_Work to complete_
Lines before the one containing "TARGET: tree foliage" are excluded; reproduce that line and all lines after it in the entries below, exactly.

_Raw records_
━━━━━━━━━━━━━━━━
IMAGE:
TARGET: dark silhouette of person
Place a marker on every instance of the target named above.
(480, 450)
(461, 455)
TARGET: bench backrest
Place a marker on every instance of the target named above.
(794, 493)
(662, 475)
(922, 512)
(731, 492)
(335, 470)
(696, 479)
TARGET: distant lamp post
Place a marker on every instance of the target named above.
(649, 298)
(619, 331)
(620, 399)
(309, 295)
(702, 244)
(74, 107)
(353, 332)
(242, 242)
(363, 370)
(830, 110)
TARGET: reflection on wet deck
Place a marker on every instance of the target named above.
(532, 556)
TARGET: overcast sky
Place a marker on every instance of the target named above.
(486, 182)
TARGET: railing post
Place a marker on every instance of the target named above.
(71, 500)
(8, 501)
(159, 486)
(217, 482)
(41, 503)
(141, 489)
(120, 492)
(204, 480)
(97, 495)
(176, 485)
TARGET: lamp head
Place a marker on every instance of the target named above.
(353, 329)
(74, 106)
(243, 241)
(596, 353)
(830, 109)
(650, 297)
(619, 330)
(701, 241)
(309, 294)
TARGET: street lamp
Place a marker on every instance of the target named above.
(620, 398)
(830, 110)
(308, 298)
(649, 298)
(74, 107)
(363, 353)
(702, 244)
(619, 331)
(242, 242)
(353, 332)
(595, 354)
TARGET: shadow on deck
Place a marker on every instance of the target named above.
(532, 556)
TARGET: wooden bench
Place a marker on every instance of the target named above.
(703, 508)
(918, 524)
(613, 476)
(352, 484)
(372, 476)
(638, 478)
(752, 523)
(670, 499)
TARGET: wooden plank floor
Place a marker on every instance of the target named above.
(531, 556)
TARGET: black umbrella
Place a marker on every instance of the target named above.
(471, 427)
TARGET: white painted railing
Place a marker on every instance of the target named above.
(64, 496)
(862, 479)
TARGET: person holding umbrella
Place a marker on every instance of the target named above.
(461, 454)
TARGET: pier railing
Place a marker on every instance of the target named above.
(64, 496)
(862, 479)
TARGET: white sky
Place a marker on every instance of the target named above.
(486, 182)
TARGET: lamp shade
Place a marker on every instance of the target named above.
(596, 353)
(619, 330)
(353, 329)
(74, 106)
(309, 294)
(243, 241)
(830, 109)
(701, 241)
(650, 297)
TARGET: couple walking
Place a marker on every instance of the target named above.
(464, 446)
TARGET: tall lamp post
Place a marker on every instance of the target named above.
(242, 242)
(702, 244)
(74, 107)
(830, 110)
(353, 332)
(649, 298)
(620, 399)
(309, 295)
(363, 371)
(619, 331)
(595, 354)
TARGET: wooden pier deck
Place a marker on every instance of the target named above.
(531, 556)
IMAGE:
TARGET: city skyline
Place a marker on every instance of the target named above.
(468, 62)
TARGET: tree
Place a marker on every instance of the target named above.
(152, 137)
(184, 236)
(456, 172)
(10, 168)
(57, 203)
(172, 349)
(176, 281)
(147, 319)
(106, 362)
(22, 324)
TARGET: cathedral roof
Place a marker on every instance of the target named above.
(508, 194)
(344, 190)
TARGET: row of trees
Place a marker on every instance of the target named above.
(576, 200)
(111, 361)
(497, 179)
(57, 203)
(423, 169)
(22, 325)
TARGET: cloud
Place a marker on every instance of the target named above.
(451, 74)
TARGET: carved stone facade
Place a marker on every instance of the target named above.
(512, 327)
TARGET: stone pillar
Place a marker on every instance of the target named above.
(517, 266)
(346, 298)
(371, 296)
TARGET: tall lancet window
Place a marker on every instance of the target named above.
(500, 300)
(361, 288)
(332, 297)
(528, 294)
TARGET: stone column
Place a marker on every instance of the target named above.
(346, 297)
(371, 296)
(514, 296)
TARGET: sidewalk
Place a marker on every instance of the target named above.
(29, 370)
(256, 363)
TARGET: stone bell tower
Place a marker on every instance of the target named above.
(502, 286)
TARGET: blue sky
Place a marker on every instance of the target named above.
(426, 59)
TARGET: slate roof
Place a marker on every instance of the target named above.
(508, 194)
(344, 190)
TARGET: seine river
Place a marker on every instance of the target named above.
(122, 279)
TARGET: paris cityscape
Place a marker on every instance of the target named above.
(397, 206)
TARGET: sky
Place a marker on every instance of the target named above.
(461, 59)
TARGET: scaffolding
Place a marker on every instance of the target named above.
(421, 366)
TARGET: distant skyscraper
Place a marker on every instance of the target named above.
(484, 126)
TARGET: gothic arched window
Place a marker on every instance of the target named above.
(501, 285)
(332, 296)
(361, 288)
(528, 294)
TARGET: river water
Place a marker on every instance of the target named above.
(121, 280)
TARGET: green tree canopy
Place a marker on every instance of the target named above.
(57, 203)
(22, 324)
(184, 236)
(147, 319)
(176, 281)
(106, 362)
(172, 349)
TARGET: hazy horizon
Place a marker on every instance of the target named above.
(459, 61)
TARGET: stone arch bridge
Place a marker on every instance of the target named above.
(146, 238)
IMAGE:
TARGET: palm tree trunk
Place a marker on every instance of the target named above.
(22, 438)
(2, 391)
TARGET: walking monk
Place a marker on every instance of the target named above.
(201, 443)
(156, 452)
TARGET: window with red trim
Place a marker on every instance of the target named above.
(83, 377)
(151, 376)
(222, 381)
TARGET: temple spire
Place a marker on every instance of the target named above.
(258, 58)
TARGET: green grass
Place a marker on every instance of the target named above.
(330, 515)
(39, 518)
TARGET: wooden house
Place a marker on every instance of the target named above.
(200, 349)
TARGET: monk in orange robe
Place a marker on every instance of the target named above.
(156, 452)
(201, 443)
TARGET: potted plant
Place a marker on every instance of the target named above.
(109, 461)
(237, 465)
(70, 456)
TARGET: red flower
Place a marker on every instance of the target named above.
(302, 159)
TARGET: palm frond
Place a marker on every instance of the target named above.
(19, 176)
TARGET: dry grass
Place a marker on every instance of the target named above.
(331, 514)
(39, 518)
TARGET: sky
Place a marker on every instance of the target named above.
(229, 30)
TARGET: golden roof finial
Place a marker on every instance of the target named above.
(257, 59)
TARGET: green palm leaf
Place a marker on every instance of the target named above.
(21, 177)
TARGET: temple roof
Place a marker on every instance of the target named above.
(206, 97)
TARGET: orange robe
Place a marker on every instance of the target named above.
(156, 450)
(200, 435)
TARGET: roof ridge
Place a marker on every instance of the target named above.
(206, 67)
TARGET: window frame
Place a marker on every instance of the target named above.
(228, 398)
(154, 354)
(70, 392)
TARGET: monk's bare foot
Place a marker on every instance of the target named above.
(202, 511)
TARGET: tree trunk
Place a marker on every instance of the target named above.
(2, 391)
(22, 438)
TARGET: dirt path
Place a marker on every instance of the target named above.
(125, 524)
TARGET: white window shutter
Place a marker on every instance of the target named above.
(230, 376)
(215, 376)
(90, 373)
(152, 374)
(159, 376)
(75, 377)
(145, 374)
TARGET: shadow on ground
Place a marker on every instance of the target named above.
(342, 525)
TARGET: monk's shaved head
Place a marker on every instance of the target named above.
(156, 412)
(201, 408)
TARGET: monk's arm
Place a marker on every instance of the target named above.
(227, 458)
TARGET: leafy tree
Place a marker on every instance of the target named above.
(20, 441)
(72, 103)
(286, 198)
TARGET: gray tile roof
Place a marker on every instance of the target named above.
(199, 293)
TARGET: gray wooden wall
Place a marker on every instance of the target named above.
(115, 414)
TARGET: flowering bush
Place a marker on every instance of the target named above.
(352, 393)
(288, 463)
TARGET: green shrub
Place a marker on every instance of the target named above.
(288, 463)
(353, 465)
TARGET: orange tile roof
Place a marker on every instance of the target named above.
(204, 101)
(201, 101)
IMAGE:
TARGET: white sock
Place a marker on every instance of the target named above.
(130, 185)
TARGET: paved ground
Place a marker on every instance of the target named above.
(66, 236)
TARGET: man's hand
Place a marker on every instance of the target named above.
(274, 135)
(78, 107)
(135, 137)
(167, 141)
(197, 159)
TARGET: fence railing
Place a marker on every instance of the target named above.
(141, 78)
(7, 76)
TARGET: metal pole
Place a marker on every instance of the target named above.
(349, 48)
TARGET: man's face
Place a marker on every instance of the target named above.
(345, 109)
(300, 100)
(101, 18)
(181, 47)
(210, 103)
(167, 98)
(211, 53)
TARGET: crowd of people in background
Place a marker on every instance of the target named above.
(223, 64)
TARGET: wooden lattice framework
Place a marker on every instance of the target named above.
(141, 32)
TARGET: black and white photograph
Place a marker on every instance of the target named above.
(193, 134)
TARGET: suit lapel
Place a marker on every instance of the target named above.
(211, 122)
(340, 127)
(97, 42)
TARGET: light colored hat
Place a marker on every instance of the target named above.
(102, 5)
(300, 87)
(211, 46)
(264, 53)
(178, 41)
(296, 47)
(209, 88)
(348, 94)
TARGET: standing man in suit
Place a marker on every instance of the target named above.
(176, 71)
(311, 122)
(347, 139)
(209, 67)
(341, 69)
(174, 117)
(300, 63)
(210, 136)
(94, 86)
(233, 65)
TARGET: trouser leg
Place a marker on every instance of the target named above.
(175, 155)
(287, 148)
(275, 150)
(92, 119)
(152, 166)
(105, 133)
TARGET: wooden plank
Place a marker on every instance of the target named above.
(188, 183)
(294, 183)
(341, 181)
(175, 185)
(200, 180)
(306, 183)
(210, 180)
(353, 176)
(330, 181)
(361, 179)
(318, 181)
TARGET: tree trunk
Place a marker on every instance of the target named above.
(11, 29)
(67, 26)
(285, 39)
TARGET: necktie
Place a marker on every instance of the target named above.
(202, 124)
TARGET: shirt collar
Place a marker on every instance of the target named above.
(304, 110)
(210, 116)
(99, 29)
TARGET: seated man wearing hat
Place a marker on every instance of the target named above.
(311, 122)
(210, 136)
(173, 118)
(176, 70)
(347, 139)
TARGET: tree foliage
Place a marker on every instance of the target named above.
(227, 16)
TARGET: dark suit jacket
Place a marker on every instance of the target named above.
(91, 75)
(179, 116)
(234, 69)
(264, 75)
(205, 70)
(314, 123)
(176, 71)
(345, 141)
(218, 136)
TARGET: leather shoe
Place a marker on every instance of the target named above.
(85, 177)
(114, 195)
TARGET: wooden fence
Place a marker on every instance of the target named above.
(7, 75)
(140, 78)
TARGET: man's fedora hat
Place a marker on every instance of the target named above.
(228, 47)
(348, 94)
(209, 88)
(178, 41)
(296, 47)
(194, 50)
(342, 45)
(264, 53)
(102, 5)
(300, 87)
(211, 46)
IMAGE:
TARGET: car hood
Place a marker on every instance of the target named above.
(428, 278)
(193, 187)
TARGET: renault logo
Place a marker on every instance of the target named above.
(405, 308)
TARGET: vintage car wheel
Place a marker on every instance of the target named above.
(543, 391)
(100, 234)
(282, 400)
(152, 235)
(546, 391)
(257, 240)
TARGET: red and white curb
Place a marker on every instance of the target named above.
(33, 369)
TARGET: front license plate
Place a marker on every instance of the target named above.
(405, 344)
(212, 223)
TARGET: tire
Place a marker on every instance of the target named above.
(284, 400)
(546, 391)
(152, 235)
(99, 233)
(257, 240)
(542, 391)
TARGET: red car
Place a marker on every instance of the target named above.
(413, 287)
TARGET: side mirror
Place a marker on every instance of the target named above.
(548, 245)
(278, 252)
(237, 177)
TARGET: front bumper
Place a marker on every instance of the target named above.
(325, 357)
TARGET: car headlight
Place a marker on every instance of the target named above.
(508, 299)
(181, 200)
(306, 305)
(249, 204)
━━━━━━━━━━━━━━━━
_Expected output_
TARGET: tree foliage
Place a marker on every instance of the target named above.
(227, 16)
TARGET: dark suit jacket
Place a marker on every instance of the target named above.
(91, 75)
(179, 116)
(234, 69)
(264, 75)
(205, 70)
(314, 123)
(176, 71)
(345, 141)
(218, 136)
TARGET: leather shoe
Place a marker on every instance of the target named above.
(85, 177)
(114, 195)
TARGET: wooden fence
Place a marker on every instance of the target named above.
(7, 75)
(140, 78)
TARGET: man's fedora hat
Place a marker on every instance of the target named above.
(228, 47)
(348, 94)
(209, 88)
(178, 41)
(296, 47)
(194, 50)
(342, 45)
(264, 53)
(102, 5)
(300, 87)
(211, 46)
IMAGE:
TARGET: car hood
Place a marker on every instance of the target named above.
(428, 278)
(193, 187)
TARGET: renault logo
Place a marker on every instance of the target named above.
(405, 308)
TARGET: vintage car wheel
Place a marker on every instance of the target named above.
(543, 391)
(100, 234)
(282, 400)
(152, 235)
(546, 391)
(257, 240)
TARGET: red and white curb
Place a marker on every instance of the target named above.
(33, 369)
TARGET: front license plate
Place a marker on every instance of the target named above.
(405, 344)
(212, 223)
TARGET: tire
Place a marker on every instance of the target named above.
(284, 400)
(546, 391)
(152, 235)
(99, 233)
(257, 240)
(542, 391)
TARGET: red car
Place a marker on every instance of the target named above.
(413, 287)
TARGET: side mirror
Place a marker on every instance of the target named above.
(548, 245)
(278, 252)
(237, 177)
TARGET: front bumper
Place a marker on every instance of the target named above.
(325, 357)
TARGET: car headlight
Place a marker on every instance of the target named above.
(508, 299)
(181, 200)
(306, 305)
(249, 204)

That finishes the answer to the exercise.